* What you should do:
Rescale the lines of the listing between the line holding "the statue's robe" and the end of the listing, inclusive. Restate each of these lines in full, multiply every point coordinate by 1.75, and round to whole numbers with halves rounded up. Leave all other wording unchanged and output no other lines.

[start of Records supplied]

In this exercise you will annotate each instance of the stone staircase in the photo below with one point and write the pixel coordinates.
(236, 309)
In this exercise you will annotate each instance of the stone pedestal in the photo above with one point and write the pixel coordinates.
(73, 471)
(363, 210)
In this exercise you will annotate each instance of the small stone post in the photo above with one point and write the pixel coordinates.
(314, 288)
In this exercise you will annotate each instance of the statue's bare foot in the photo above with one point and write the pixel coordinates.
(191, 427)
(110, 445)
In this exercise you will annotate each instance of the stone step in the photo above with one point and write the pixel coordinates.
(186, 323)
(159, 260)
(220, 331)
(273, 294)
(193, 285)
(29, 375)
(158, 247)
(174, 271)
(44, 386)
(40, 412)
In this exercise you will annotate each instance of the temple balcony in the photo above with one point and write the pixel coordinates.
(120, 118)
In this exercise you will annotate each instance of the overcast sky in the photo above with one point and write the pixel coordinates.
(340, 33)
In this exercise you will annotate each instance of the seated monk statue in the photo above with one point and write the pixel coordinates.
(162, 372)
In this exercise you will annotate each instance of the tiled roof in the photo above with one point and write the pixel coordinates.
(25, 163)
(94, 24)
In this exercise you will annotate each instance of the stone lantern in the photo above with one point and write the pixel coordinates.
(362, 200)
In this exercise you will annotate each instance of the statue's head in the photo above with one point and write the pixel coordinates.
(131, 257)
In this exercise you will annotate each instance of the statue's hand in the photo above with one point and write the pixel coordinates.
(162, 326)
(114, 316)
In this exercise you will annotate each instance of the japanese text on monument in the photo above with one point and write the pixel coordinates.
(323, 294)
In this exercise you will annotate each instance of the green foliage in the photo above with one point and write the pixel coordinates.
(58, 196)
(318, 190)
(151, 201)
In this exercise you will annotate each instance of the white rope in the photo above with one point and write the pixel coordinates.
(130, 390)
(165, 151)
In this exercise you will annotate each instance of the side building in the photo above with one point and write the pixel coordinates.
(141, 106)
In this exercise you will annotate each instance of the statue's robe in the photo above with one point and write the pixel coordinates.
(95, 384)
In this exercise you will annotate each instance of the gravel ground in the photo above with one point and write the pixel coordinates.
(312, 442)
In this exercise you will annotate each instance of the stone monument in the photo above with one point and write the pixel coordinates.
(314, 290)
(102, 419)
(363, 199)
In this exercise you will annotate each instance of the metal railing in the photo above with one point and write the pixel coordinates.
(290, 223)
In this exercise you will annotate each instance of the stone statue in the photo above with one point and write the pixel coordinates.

[end of Records supplied]

* Problem solution:
In this exercise you will annotate each instance of the statue's robe in the photo above with one point and write the pixel coordinates.
(166, 672)
In this exercise you will annotate each instance of the gravel ground in the photo above with one point and write the pixel coordinates.
(546, 774)
In this exercise you will annotate each instance of the stone monument in the photo above with one point and write the pixel coordinates.
(550, 508)
(179, 733)
(635, 348)
In this exercise you will annotate each instance of the metal railing in the photo above with one point and write the pixel coordinates.
(508, 390)
In this exercise you will annotate each instance of the stone statue in the photo above with one point and write the pixel coordinates.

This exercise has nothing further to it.